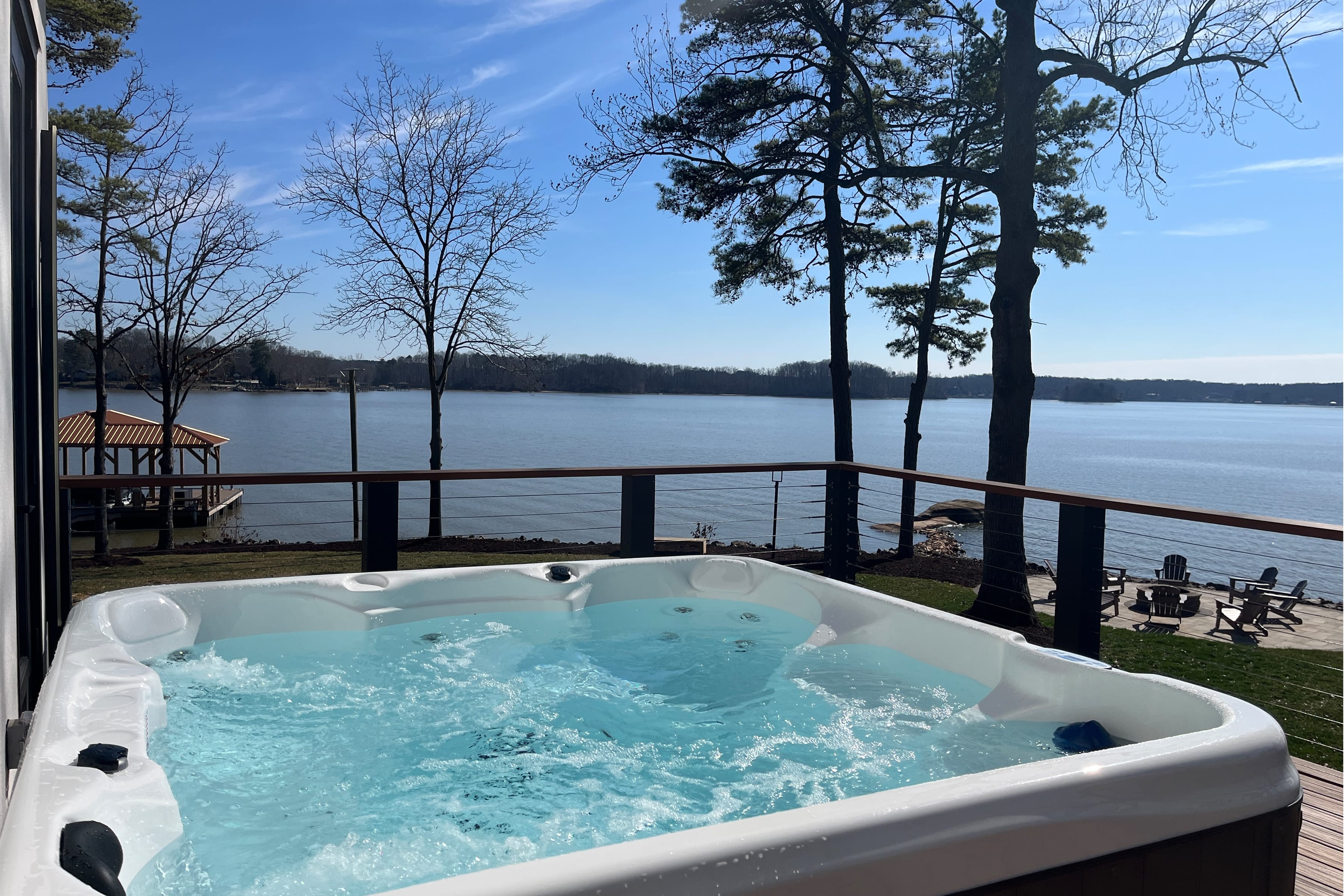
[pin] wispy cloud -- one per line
(1225, 227)
(480, 74)
(564, 88)
(255, 187)
(529, 14)
(1291, 164)
(242, 104)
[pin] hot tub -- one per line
(1200, 790)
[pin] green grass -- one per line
(1300, 688)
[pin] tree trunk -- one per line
(166, 492)
(1003, 597)
(100, 438)
(100, 383)
(914, 406)
(842, 410)
(436, 454)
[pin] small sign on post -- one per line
(638, 499)
(1082, 547)
(381, 519)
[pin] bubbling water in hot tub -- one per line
(357, 762)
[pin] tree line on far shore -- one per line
(284, 367)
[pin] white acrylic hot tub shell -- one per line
(1201, 759)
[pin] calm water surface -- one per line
(1277, 461)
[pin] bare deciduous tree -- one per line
(203, 291)
(440, 221)
(107, 155)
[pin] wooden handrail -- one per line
(1306, 528)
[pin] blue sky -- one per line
(1237, 276)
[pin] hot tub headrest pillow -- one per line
(1084, 737)
(92, 853)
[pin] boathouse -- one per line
(143, 442)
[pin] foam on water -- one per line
(351, 763)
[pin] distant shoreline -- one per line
(83, 388)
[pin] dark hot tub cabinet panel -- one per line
(1252, 858)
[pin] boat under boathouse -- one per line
(141, 440)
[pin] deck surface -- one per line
(1320, 848)
(1322, 628)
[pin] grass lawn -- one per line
(1300, 688)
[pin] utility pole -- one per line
(354, 445)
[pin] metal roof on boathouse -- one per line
(128, 430)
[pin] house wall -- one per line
(9, 561)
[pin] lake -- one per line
(1270, 460)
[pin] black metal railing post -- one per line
(68, 586)
(842, 526)
(1082, 547)
(381, 520)
(638, 496)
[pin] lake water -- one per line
(1269, 460)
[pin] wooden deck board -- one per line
(1320, 848)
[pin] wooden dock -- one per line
(1320, 848)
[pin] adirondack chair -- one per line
(1287, 601)
(1269, 578)
(1112, 586)
(1164, 601)
(1174, 570)
(1252, 612)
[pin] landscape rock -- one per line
(940, 545)
(963, 511)
(921, 526)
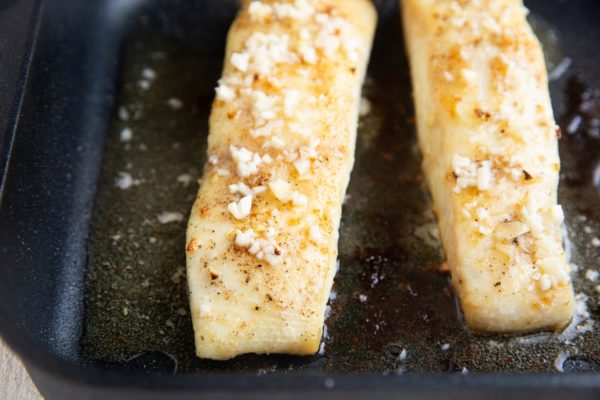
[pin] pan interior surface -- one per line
(393, 309)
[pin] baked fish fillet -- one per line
(262, 235)
(489, 145)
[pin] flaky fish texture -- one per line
(489, 144)
(263, 231)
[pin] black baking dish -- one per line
(62, 66)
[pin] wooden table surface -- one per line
(14, 380)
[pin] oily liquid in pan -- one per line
(393, 310)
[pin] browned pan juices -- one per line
(393, 311)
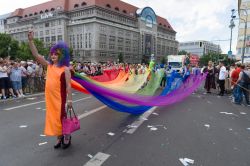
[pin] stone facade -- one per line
(99, 34)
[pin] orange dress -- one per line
(55, 97)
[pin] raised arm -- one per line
(68, 86)
(34, 51)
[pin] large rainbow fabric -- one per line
(134, 93)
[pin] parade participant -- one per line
(210, 79)
(234, 77)
(57, 89)
(244, 84)
(222, 77)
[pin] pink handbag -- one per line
(70, 123)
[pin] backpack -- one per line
(246, 78)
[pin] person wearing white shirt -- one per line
(222, 78)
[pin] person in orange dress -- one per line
(57, 89)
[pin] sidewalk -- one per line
(26, 96)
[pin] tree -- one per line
(24, 52)
(120, 57)
(183, 52)
(8, 46)
(163, 60)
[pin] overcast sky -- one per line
(191, 19)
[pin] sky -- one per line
(191, 19)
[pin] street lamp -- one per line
(231, 26)
(245, 31)
(9, 51)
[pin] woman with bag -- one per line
(57, 89)
(210, 79)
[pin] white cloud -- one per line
(196, 20)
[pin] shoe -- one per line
(59, 143)
(65, 146)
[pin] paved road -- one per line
(205, 128)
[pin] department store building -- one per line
(97, 30)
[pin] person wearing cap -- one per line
(57, 89)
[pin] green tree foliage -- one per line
(120, 57)
(163, 60)
(8, 46)
(216, 58)
(183, 52)
(19, 51)
(24, 52)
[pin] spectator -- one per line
(16, 79)
(234, 77)
(210, 79)
(244, 83)
(5, 80)
(222, 77)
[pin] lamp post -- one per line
(9, 51)
(245, 31)
(231, 26)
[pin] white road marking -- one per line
(26, 105)
(43, 143)
(91, 112)
(97, 160)
(140, 120)
(23, 126)
(111, 134)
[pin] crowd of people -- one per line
(15, 76)
(234, 78)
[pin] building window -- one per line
(47, 39)
(59, 30)
(90, 40)
(53, 38)
(53, 31)
(76, 6)
(59, 37)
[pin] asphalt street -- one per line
(202, 130)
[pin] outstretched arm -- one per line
(68, 86)
(34, 51)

_Set task_
Give every line above again exactly, with no pictures.

_Written solution_
[pin] wispy cloud -- one per line
(1225, 227)
(480, 74)
(564, 88)
(255, 187)
(529, 14)
(1291, 164)
(242, 104)
[pin] hot tub -- one per line
(1200, 790)
[pin] green grass -- one per line
(1300, 688)
[pin] tree trunk -- one per line
(166, 492)
(1003, 597)
(100, 438)
(100, 383)
(914, 406)
(842, 410)
(436, 454)
[pin] small sign on post -- one per line
(638, 499)
(1082, 547)
(381, 519)
[pin] bubbling water in hot tub -- one per line
(357, 762)
[pin] tree line on far shore -- one per line
(284, 367)
[pin] white acrylic hot tub shell -- one per line
(1201, 759)
[pin] calm water surface -- one per line
(1277, 461)
[pin] bare deciduous tree -- one per line
(203, 291)
(440, 221)
(107, 155)
[pin] wooden handrail -- one per line
(1306, 528)
[pin] blue sky -- one per line
(1237, 276)
[pin] hot tub headrest pillow -- one per line
(1084, 737)
(92, 853)
[pin] boathouse -- one per line
(143, 442)
[pin] foam on water -- one per line
(351, 763)
[pin] distant shoreline -- one per line
(83, 388)
[pin] dark hot tub cabinet panel -- one per line
(1252, 858)
[pin] boat under boathouse -- one per line
(141, 440)
[pin] deck surface -- one per line
(1320, 848)
(1322, 628)
[pin] grass lawn -- one per line
(1300, 688)
[pin] utility pole -- one per line
(354, 445)
[pin] metal roof on boathouse -- one per line
(128, 430)
[pin] house wall -- one per line
(9, 561)
[pin] lake -- one per line
(1270, 460)
[pin] black metal railing post -- one per line
(68, 586)
(842, 526)
(1082, 547)
(381, 520)
(638, 496)
[pin] lake water -- one per line
(1269, 460)
[pin] wooden deck board -- one per line
(1320, 848)
[pin] wooden dock -- one per line
(1320, 848)
[pin] adirondack chair -- one per line
(1287, 601)
(1269, 578)
(1112, 586)
(1164, 601)
(1174, 570)
(1252, 612)
[pin] landscape rock -- one per line
(940, 545)
(963, 511)
(921, 526)
[pin] pan interior surface -- one per line
(393, 309)
[pin] baked fish fillet -- one per line
(262, 235)
(489, 145)
[pin] flaky fish texture -- one per line
(489, 144)
(263, 231)
[pin] black baking dish -- one per line
(62, 66)
[pin] wooden table surface -- one per line
(14, 380)
[pin] oily liquid in pan -- one per line
(393, 310)
[pin] browned pan juices -- one per line
(393, 311)
[pin] stone facade -- one per line
(99, 34)
[pin] orange dress -- one per line
(55, 97)
[pin] raised arm -- one per line
(68, 86)
(34, 51)
[pin] large rainbow fabric -- one per line
(134, 93)
[pin] parade participant -- one per line
(210, 79)
(234, 77)
(57, 89)
(244, 84)
(222, 77)
[pin] pink handbag -- one per line
(70, 123)
[pin] backpack -- one per line
(246, 78)
[pin] person wearing white shirt -- one per line
(222, 78)
[pin] person in orange dress -- one per line
(57, 89)
[pin] sidewalk -- one per line
(26, 96)
[pin] tree -- one per line
(24, 52)
(120, 57)
(183, 52)
(8, 46)
(163, 60)
[pin] overcast sky -- one per line
(191, 19)
[pin] sky -- one per line
(191, 19)
[pin] street lamp -- one per line
(231, 26)
(245, 31)
(9, 51)
[pin] woman with bag -- one per line
(57, 89)
(210, 79)
[pin] white cloud -- one per line
(196, 20)
[pin] shoe -- one per line
(59, 143)
(65, 146)
[pin] paved road -- one per line
(205, 128)
[pin] department store building -- one per line
(97, 30)
[pin] person wearing cap -- one per line
(57, 89)
[pin] green tree foliage -- one per line
(120, 57)
(163, 60)
(8, 46)
(216, 58)
(183, 52)
(19, 51)
(24, 52)
[pin] spectator -- one per line
(16, 79)
(234, 77)
(210, 79)
(244, 83)
(5, 80)
(222, 77)
[pin] lamp post -- one per line
(9, 51)
(245, 31)
(231, 26)
[pin] white road marking -- one per line
(26, 105)
(43, 143)
(91, 112)
(97, 160)
(140, 120)
(23, 126)
(111, 134)
[pin] crowd of people -- one per line
(15, 76)
(234, 78)
[pin] building window -- one per line
(47, 39)
(59, 30)
(90, 40)
(53, 38)
(53, 31)
(76, 6)
(59, 37)
[pin] asphalt street -- one per line
(202, 130)
[pin] outstretched arm -- one per line
(68, 86)
(34, 51)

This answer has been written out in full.